- EXCERPT PROVIDED -
On Wed, 19 Dec 2007, Dann Corbit wrote:

Benchmarking a single system will really only explain that system.
Someone may have a disk farm with 2GB/Sec throughput
But such a configuration is very unlikely.

If you believe comments like those at
http://www.c0t0d0s0.org/archives/1792-Do-it-yourself-X4500.html it's possible
to hit >2GB/s total to the 48 disks in one of the Sun X4500 servers, which
start at $24K. May be unlikely to you, but I was reading there after I set one
up last night, and that's a boring standard configuration for some Sun and
Greenplum customers.

Surely such machines have kickass memory backplanes too though? How could it
ever be reasonable to have an i/o controller with more bandwidth than your
memory?

--
Gregory Stark
EnterpriseDB http://www.enterprisedb.com
Ask me about EnterpriseDB's 24x7 Postgres support!

#37Ron Mayer
rm_pg@cheapcomplexdevices.com
In reply to: Tom Lane (#31)
Re: Sorting Improvements for 8.4

Tom Lane wrote:

...I can believe that suitable test cases would show
2X improvement for 2 threads,

One other thing I found interesting is that their test case
showed a near 2X improvement for hyperthreading; where I haven't
heard of many other ways to get hyperthreading to show improvements
for postgreql.

but it doesn't follow that you will get
10X improvement with 10 threads, or even 4X with 4.

Yeah - unless those 10 cores have additional I/O to the
memories compared to a 1 core system (which I'd hope
would be the case or else I'd expect many apps would be
run into memory bottlenecks on such systems, no?).

#38Greg Smith
gsmith@gregsmith.com
In reply to: Gregory Stark (#36)
Re: Sorting Improvements for 8.4

On Thu, 20 Dec 2007, Gregory Stark wrote:

Surely such machines have kickass memory backplanes too though? How could it
ever be reasonable to have an i/o controller with more bandwidth than your
memory?

Dann had the right general numbers here--max of 6.4GB/s between processors
and you might coax an aggregate of double that out of the DDR RAM with 2
4-way interleaved banks of memory. Let's call it 12GB/s theoretical max.
If the theoretical max of the disks is 2GB/s, that's only a 6:1 headroom,
and with a decent cache rate it's not outrageous to imagine you could
bottleneck on memory with some things before you run out of disk
throughput.

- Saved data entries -
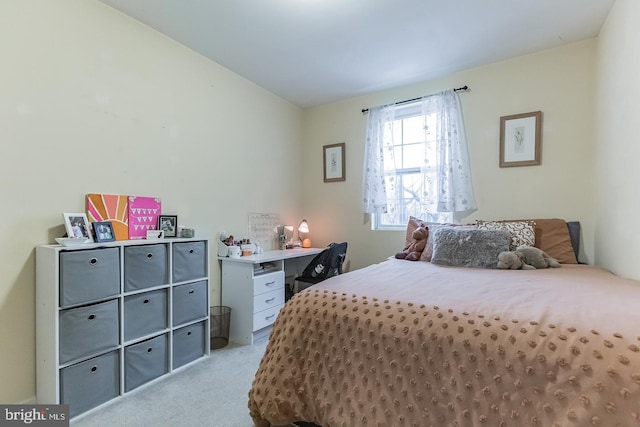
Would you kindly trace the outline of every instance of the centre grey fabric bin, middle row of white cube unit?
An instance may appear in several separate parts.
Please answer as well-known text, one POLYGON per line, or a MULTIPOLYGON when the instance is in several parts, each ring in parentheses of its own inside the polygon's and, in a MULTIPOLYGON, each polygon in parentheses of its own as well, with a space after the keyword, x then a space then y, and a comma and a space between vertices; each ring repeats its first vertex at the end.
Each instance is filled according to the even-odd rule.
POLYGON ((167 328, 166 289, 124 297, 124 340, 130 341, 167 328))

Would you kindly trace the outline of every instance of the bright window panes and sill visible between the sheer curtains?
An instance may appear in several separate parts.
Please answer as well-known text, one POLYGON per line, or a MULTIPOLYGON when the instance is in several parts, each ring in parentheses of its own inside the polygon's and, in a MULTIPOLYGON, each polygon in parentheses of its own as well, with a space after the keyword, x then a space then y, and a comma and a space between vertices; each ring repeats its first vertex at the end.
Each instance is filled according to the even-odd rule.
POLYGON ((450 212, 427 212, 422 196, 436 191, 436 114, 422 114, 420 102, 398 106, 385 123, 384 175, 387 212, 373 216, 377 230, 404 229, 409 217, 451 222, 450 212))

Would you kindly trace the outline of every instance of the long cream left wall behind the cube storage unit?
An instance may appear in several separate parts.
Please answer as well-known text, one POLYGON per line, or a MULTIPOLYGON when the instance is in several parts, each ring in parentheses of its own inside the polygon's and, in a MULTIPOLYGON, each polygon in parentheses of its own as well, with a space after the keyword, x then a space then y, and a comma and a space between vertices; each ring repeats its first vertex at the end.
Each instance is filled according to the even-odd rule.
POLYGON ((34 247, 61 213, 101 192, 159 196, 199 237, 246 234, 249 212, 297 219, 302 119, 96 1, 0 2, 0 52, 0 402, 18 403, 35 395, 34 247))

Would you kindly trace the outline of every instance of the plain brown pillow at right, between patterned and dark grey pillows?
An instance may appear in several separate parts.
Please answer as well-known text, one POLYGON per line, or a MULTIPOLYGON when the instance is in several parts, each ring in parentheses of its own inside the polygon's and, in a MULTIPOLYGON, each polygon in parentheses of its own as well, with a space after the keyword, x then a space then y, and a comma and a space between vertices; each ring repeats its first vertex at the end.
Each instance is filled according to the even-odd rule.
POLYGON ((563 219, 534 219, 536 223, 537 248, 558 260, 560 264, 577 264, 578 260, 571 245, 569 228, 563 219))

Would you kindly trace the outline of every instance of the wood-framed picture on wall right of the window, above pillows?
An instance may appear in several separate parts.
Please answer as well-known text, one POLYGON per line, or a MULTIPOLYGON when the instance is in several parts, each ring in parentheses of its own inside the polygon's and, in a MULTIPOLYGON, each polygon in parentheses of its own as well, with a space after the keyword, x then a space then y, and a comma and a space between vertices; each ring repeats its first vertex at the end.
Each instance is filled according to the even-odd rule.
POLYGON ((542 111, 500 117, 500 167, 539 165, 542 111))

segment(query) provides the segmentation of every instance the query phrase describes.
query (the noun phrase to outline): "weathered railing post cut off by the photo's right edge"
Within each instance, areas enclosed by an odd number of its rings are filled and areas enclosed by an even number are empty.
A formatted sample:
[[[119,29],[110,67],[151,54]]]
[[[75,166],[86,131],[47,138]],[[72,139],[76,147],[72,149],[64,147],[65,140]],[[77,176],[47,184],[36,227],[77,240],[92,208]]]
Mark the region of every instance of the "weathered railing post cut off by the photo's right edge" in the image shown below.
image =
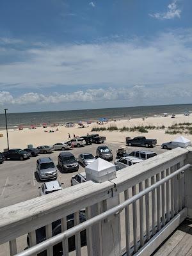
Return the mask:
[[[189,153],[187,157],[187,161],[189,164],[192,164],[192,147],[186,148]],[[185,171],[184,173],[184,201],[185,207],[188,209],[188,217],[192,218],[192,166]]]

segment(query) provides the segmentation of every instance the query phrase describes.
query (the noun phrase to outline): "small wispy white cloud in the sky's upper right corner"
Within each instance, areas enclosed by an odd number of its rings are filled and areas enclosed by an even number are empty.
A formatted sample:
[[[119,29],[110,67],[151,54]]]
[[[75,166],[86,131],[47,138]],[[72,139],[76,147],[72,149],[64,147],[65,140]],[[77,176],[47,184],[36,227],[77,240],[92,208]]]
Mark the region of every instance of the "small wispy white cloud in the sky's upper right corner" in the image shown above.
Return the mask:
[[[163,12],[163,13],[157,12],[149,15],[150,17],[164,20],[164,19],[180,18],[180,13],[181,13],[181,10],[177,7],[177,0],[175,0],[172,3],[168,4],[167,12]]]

- PROBLEM SET -
[A] In the thread on sorting improvements, what starting price is given for the Sun X4500 servers?
[B] Decide whether each statement agrees with the thread on sorting improvements, giving yes or no and quoting the deciding words: (i) A Sun X4500 server holds 48 disks. (ii) The theoretical memory maximum settled on is 6.4GB/s. (iii) The thread holds that 10 threads will bring a 10X improvement.
[C] Write the next part of the thread on sorting improvements, picking up after its final sentence.

- SET OF ANSWERS -
[A] $24K

[B]
(i) Yes: "the 48 disks in one of the Sun X4500 servers"
(ii) No: "Let's call it 12GB/s theoretical max."
(iii) No: "but it doesn't follow that you will get 10X improvement with 10 threads"

[C]
Right now I think a lot of the disk bottlenecks are seek-limited more than
anything, but SSD will knock that one out for apps that are more about
throughput than maximum storage. I could already switch to SDD usefully
today for some of what I do that's in that category, it's just a bit too
expensive to do yet; soon, though.

Just trying to usefully estimate where the edge of that back of the
envelope should go to.

--
* Greg Smith gsmith@gregsmith.com http://www.gregsmith.com Baltimore, MD

#39Martijn van Oosterhout
kleptog@svana.org
In reply to: Ron Mayer (#37)
Re: Sorting Improvements for 8.4

On Wed, Dec 19, 2007 at 07:17:21PM -0800, Ron Mayer wrote:

but it doesn't follow that you will get
10X improvement with 10 threads, or even 4X with 4.

Yeah - unless those 10 cores have additional I/O to the
memories compared to a 1 core system (which I'd hope
would be the case or else I'd expect many apps would be
run into memory bottlenecks on such systems, no?).

I don't suppose you saw the document from Ulrich Drepper "What Every
Programmer Should Know About Memory". It's a fact that most machines
with multiple cores have less L2 cache/core than a single core
machines. And having multiple conduits to main memory isn't that common
at all. So having more threads sometimes *decreases* performance
because you cut the L2 cache and memory bandwidth in half.

The document is very useful for getting tips about how to work out
optimal thread/memory/datasize ratios.

The way around this is a NUMA architecture, but that's a whole
other ball of wax.

Have a nice day,
--
Martijn van Oosterhout <kleptog@svana.org> http://svana.org/kleptog/

Show quoted text

Those who make peaceful revolution impossible will make violent revolution inevitable.
-- John F Kennedy

#40Greg Smith
gsmith@gregsmith.com
In reply to: Martijn van Oosterhout (#39)
Re: Sorting Improvements for 8.4

On Thu, 20 Dec 2007, Martijn van Oosterhout wrote:

The way around this is a NUMA architecture, but that's a whole
other ball of wax.

Quick note for those reading Ulrich's paper: he refers in a couple of
places to Intel's upcoming CSI approach to NUMA. This has now been
renamed QuickPath, and it looks like it will be late 2008 before that even
makes it to Itanium processors.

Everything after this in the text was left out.